Your goal: Return the data below exactly, but only from the line containing "white shirt in" through the line containing "Each returned marker MUST sit on an instance of the raised", with both of those lines included.

[Referring expression data]

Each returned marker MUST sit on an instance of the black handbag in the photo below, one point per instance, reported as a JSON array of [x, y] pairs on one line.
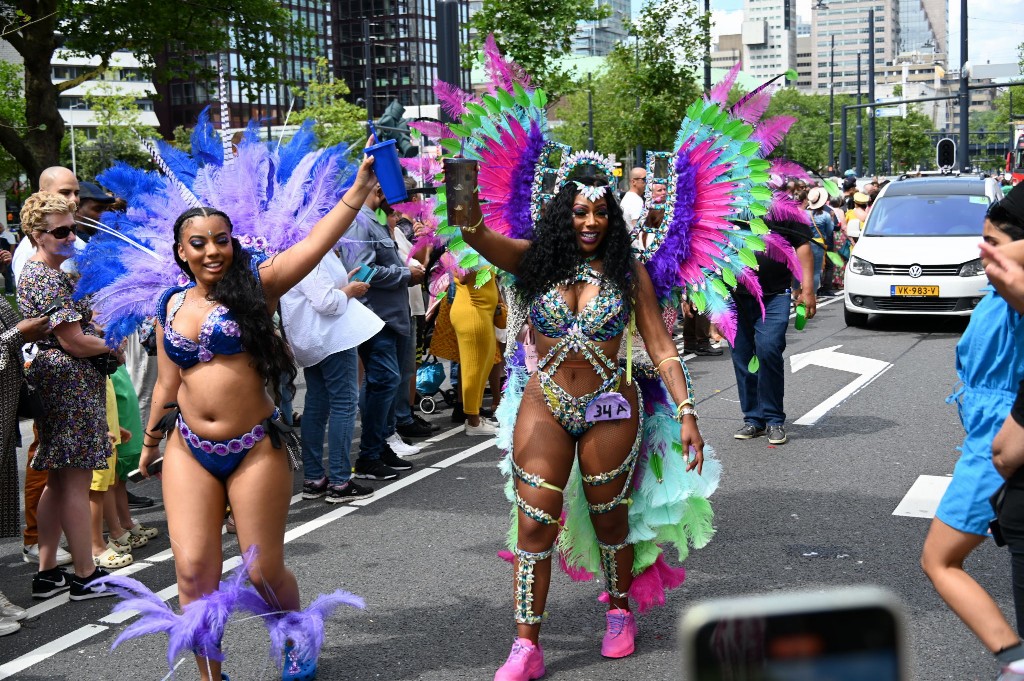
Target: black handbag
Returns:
[[30, 406]]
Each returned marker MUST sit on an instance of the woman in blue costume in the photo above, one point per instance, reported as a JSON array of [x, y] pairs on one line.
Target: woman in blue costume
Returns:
[[990, 366], [217, 353], [580, 284]]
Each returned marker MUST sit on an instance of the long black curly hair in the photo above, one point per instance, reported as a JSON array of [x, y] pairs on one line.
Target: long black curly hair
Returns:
[[241, 292], [554, 254]]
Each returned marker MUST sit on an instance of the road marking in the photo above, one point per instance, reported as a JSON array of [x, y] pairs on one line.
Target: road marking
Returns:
[[923, 498], [49, 649], [53, 647], [867, 369]]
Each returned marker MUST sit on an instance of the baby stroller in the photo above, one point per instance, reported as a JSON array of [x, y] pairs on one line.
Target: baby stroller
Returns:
[[429, 378]]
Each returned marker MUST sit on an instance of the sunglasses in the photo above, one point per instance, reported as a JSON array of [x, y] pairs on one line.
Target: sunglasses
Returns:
[[59, 232]]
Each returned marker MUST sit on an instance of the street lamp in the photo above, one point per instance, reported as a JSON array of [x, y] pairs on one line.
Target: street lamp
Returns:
[[71, 124]]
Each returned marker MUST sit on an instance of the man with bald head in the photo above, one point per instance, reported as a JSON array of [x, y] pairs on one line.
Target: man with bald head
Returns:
[[58, 180], [632, 202]]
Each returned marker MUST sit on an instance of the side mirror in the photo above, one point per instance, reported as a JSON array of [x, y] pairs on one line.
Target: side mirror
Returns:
[[853, 229]]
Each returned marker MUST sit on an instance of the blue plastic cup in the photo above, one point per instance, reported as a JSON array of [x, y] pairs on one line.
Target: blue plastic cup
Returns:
[[388, 170]]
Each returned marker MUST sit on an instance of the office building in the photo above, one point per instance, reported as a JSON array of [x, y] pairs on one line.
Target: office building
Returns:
[[402, 49], [769, 36]]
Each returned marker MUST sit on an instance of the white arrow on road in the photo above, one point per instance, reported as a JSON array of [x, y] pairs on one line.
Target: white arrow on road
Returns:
[[866, 368]]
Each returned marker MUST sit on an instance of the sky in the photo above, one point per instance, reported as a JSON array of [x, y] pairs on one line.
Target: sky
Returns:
[[997, 25]]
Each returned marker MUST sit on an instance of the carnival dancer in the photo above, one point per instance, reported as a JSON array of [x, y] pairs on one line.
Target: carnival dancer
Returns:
[[218, 354], [604, 459]]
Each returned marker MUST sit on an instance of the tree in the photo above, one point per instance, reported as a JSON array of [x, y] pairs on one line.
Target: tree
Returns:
[[164, 36], [337, 120], [657, 68], [119, 127], [536, 35]]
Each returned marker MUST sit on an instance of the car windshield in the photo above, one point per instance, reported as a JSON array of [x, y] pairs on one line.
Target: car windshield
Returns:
[[928, 215]]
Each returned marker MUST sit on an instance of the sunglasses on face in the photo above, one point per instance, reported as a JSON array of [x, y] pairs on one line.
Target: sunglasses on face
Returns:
[[59, 232]]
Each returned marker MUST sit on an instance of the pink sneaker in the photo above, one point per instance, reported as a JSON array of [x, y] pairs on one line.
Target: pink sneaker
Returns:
[[621, 634], [524, 664]]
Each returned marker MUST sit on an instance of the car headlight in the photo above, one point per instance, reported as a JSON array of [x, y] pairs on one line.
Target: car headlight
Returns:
[[973, 268], [861, 266]]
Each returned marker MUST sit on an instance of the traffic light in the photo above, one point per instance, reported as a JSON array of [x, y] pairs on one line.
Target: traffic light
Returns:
[[392, 126], [945, 154]]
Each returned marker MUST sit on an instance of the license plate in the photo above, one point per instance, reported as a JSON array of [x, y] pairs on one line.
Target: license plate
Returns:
[[914, 291]]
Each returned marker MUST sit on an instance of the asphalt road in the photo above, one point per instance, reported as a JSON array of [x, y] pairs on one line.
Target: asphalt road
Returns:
[[814, 513]]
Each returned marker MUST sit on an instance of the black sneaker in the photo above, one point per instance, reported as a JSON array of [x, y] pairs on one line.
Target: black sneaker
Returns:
[[776, 435], [423, 422], [135, 502], [374, 470], [50, 583], [338, 494], [82, 588], [414, 429], [750, 431], [314, 488], [392, 460]]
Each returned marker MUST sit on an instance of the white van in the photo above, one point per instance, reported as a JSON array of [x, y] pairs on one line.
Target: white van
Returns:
[[918, 253]]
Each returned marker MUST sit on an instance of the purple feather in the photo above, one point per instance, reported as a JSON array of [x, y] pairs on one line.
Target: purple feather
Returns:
[[720, 93], [783, 208], [664, 266], [521, 185], [771, 132], [780, 250]]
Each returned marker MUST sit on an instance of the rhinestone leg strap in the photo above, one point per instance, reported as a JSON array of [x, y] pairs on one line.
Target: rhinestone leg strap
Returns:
[[609, 565], [525, 562]]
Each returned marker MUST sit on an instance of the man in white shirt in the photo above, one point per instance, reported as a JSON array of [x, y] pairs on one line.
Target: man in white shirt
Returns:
[[325, 324], [632, 203]]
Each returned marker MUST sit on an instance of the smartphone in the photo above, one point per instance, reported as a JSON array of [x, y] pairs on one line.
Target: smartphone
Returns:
[[153, 469], [365, 273], [838, 635]]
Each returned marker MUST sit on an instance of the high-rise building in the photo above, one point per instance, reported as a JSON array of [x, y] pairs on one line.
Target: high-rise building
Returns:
[[402, 49], [181, 100], [598, 38], [769, 34], [847, 20]]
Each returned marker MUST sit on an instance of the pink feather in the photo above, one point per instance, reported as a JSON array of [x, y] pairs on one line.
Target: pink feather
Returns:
[[720, 93]]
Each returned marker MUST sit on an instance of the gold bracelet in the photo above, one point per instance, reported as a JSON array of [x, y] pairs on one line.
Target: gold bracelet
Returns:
[[672, 358], [472, 229]]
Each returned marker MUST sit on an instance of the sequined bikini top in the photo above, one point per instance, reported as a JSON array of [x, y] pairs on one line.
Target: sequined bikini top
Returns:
[[603, 317], [219, 333]]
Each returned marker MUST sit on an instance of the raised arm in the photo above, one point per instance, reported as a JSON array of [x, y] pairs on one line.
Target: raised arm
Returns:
[[500, 250], [289, 267], [670, 366]]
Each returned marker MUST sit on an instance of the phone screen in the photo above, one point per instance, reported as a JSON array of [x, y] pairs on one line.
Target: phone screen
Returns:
[[838, 645]]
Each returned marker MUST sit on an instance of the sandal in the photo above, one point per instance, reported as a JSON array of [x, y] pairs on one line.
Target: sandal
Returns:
[[143, 530], [111, 559], [119, 544]]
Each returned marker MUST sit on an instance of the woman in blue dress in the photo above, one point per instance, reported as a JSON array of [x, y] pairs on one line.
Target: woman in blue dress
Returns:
[[990, 366]]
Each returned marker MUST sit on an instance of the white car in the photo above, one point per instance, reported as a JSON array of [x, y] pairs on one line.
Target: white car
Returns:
[[918, 253]]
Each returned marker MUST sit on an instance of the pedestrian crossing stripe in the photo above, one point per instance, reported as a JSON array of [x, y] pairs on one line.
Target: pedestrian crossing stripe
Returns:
[[923, 498]]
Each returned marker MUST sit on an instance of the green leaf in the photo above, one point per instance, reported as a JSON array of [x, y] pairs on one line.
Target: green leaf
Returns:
[[748, 258]]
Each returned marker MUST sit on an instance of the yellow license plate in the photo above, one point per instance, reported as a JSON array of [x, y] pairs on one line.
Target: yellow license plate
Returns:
[[915, 291]]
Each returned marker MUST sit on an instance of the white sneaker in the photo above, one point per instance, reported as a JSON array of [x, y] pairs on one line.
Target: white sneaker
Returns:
[[30, 554], [10, 611], [485, 428], [398, 445]]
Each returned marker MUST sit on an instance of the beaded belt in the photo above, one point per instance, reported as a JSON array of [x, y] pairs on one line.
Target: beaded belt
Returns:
[[223, 448]]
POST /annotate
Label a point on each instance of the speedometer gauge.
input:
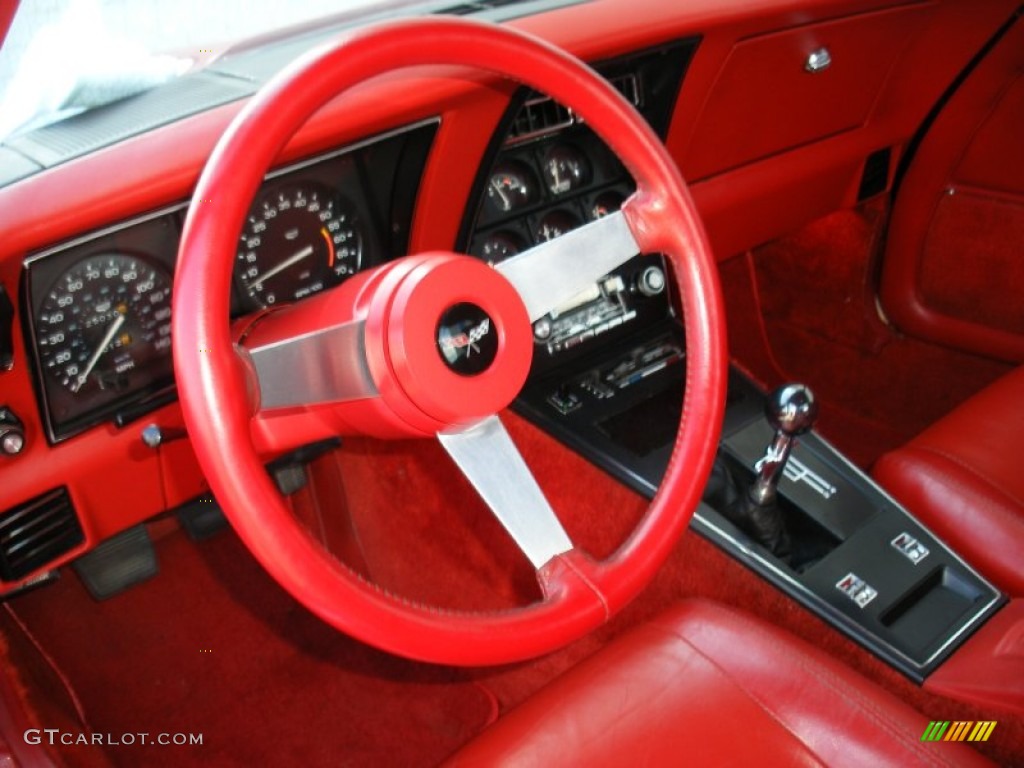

Task result:
Each returned marker MUST sit on an instance of the man in white shirt in the photo above, one point per instance, reported as a JSON array of [x, y] pairs on one line.
Target: man in white shirt
Returns:
[[325, 324], [632, 203]]
Each returned marker MUST sit on an instance of the smartphone in the photo above, one point per instance, reported as a JSON array of [x, y] pairs on one line.
Target: smartphone
Returns:
[[153, 469], [365, 273], [838, 635]]
Each returned marker MUST sit on an instance of the high-rise building in the photo above, one point per instance, reported as a JSON array of [x, y] pairs on one line.
Target: high-rise building
Returns:
[[402, 49], [181, 100], [598, 38], [769, 34], [847, 20]]
Each returned marker MUST sit on an instance of the pink feather in the photo above, one point per instance, reported as a JSON array of [x, y] pairs on one line.
Target: pink feather
Returns:
[[720, 93]]
Each returned marker MUST sit on an instance of the gold bracelet in the photo above, one point per instance, reported as a JSON array of [x, y] pairs on one line.
Target: gold bracelet
Returns:
[[672, 358], [472, 229]]
Each returned marker MUST sit on an instance of the sequined bikini top in the photo above, one point per instance, reported as a JSON array of [x, y] pairs on one line.
Target: sequined bikini top
Returns:
[[603, 317], [219, 333]]
Each returned marker MUST sit on an instance of the raised arm in the photo above, one point per instance, reported as a JSON array of [x, y] pairs on one line.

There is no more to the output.